:: Work to be completed ::
Which lines in the records below contain the word "doorway" with matching case? Copy each such line in full.

:: Records for the task ::
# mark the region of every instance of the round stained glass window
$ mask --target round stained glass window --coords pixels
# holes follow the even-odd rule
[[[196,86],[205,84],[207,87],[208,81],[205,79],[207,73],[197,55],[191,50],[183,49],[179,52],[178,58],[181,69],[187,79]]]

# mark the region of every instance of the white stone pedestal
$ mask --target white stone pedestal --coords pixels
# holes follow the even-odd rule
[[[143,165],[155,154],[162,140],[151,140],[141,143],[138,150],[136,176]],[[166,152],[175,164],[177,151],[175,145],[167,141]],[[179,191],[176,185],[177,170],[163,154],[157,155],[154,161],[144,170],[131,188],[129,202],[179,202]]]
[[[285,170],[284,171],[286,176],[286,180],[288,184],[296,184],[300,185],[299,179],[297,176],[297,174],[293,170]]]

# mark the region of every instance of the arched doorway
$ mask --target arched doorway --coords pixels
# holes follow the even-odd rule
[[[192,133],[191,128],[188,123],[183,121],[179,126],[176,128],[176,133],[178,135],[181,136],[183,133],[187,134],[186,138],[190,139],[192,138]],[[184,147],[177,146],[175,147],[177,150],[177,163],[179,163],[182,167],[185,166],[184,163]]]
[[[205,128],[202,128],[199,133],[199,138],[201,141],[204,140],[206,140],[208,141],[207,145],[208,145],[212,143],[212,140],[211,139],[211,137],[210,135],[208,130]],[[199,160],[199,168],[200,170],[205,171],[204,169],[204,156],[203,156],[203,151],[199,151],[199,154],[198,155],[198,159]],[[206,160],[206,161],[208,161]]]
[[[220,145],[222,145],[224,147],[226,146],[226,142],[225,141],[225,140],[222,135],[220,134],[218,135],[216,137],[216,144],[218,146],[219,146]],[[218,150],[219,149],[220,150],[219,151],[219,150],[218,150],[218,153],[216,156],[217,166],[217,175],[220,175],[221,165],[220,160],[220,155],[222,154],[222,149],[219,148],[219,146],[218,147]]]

:: Result below ::
# mark the region of every instance of the arched doorway
$ mask --target arched doorway --coords pixels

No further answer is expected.